§ **ZU BEARBEITENDE AUFGABEN**
- A) Auf wie viele spezifische Gründe können sich die Mitgliedstaaten laut dem Text zur Richtlinie 2005/85 nach Art. 23 Abs. 4 stützen, um das vorrangige oder beschleunigte Prüfungsverfahren anzuwenden?
- B) Führen Sie bitte den Text zur Richtlinie 2005/85 im Anschluss an seinen letzten Satz weiter.

Die Mitgliedstaaten verfügen nämlich bei der Umsetzung der Richtlinie 2005/85 hinsichtlich der Durchführung des Verfahrens zur Zuerkennung oder Aberkennung der Flüchtlingseigenschaft unter Berücksichtigung der Besonderheiten ihres nationalen Rechts über ein Ermessen. Zum einen können sie gemäß Art. 23 Abs. 3 der Richtlinie jede Prüfung vorrangig oder beschleunigt bearbeiten, u. a. in Fällen, in denen der Antrag wahrscheinlich wohlbegründet ist oder in denen der Asylbewerber besondere Bedürfnisse hat. Zum anderen können sie gemäß Art. 23 Abs. 4 der Richtlinie das vorrangige oder beschleunigte Prüfungsverfahren gestützt auf einen der 15 spezifischen Gründe anwenden, die die Durchführung eines solchen Verfahrens rechtfertigen. Aus diesen Vorschriften ergibt sich, dass die Liste der Anträge, die einer vorrangigen oder beschleunigten Prüfung unterzogen werden können, lediglich Hinweischarakter hat und nicht abschließend ist. Die Mitgliedstaaten können also eine vorrangige oder beschleunigte Prüfung von Anträgen beschließen, die unter keine der in Art. 23 Abs. 4 genannten Kategorien fallen, soweit sie die in Kapitel II dieser Richtlinie genannten Grundsätze und Garantien beachten.
Was das Verbot einer Diskriminierung angeht, spielen im Rahmen der durch die Richtlinie 2005/85 eingeführten Regelung das Herkunftsland und die Staatsangehörigkeit des Antragstellers eine entscheidende Rolle. Aus Art. 8 Abs. 2 Buchst. b der Richtlinie folgt nämlich, dass das Herkunftsland des Antragstellers einen Einfluss auf die Entscheidung der Asylbehörde hat, weil diese verpflichtet ist, sich über die allgemeine Situation in diesem Land zu informieren, um festzustellen, ob für den Asylbewerber eine Gefahr besteht und ob er gegebenenfalls eines internationalen Schutzes bedarf.
Um jedoch zu vermeiden, dass Asylbewerber aus einem bestimmten Drittstaat, deren Asylanträge vorrangig geprüft werden, gegenüber Staatsangehörigen anderer Drittstaaten, deren Asylanträge im normalen Verfahren geprüft werden, diskriminiert werden, darf dieses vorrangige Verfahren Antragstellern der erstgenannten Kategorie die nach Art. 23 der Richtlinie 2005/85 zu beachtenden Garantien, die für jede Art von Verfahren gelten, nicht vorenthalten.

§ **DATENSÄTZE**
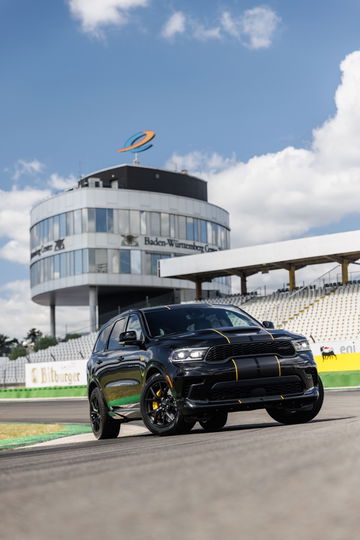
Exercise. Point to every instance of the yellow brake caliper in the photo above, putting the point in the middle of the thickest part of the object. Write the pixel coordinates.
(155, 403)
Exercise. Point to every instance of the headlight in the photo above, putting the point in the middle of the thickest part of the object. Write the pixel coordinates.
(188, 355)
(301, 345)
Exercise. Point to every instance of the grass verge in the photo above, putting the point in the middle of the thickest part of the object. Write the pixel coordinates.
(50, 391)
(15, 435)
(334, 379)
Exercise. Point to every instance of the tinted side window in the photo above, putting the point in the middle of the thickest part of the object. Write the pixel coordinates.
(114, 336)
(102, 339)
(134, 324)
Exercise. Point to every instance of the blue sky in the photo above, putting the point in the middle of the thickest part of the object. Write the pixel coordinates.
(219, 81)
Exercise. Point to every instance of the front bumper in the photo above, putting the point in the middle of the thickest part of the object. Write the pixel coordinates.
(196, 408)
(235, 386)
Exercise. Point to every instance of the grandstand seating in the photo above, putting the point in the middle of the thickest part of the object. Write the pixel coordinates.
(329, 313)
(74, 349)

* * *

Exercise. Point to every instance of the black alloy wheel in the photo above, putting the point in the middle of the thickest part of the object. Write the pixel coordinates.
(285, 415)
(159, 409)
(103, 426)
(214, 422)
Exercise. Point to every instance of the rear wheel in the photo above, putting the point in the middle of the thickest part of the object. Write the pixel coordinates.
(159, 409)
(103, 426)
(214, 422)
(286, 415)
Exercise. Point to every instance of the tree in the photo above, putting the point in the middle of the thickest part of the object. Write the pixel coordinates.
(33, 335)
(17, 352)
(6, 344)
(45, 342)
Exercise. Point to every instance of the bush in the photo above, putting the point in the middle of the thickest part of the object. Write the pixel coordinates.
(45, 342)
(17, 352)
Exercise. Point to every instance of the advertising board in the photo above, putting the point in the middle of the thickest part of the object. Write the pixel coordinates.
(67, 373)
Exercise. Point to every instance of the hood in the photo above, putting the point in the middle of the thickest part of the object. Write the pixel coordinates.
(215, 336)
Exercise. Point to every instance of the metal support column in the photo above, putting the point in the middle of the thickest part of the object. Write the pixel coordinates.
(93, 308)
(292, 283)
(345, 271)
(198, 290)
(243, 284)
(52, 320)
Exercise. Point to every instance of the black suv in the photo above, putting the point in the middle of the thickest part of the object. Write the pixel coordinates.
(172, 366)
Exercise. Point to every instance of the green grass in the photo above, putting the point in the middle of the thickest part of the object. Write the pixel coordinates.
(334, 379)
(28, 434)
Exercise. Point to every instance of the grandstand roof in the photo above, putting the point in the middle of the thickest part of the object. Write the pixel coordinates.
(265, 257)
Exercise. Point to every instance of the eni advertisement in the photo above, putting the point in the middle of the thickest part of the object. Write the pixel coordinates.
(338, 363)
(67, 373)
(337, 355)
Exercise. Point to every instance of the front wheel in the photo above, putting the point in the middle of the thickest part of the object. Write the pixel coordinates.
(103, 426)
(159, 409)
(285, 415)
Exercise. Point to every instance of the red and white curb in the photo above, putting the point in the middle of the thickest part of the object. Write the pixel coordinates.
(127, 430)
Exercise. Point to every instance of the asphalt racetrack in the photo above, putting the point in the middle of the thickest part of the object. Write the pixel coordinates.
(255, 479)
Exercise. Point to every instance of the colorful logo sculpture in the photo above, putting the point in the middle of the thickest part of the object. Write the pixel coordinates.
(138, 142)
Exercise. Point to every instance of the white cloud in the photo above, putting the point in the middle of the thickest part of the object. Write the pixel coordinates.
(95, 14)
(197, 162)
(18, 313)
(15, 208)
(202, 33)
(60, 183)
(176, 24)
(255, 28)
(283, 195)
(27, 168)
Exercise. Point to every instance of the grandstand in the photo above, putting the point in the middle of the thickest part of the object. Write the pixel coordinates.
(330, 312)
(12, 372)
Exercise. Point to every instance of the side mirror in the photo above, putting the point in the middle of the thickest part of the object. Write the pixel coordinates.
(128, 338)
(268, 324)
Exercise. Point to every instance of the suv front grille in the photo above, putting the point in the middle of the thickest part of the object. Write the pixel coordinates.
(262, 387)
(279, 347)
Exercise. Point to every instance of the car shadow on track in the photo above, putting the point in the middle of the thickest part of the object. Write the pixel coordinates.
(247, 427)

§ **ERGEBNISSE**
- A) Auf 15 spezifische Gründe.

- B)
(vgl. Randnrn. 63, 64, 67, 69-71, 73, 74, 77, Tenor 1)
Siehe Text der Entscheidung.
(vgl. Randnr. 80)
Siehe Text der Entscheidung.
(vgl. Randnrn. 83, 88, 95-97, 105)
Art. 39 der Richtlinie 2005/85 über Mindestnormen für Verfahren in den Mitgliedstaaten zur Zuerkennung und Aberkennung der Flüchtlingseigenschaft ist dahin auszulegen, dass er einer nationalen Regelung nicht entgegensteht, die einem Asylbewerber die Möglichkeit bietet, entweder gegen die Entscheidung der Asylbehörde ein Rechtsmittel bei einem Gericht oder Tribunal wie dem Refugee Appeals Tribunal einzulegen und gegen dessen Entscheidung ein Rechtsmittel bei einem höheren Gericht einzulegen oder die Gültigkeit der Entscheidung der Asylbehörde vor diesem höheren Gericht anzufechten, gegen dessen Urteile ein Rechtsmittel zum höchsten Gericht des betreffenden Mitgliedstaats möglich ist.
(vgl. Randnrn. 98, 105, Tenor 2)
Rechtssache C-175/11
H. I. D.
und
B. A.
gegen
Refugee Applications Commissioner u. a.
(Vorabentscheidungsersuchen des High Court [Irland])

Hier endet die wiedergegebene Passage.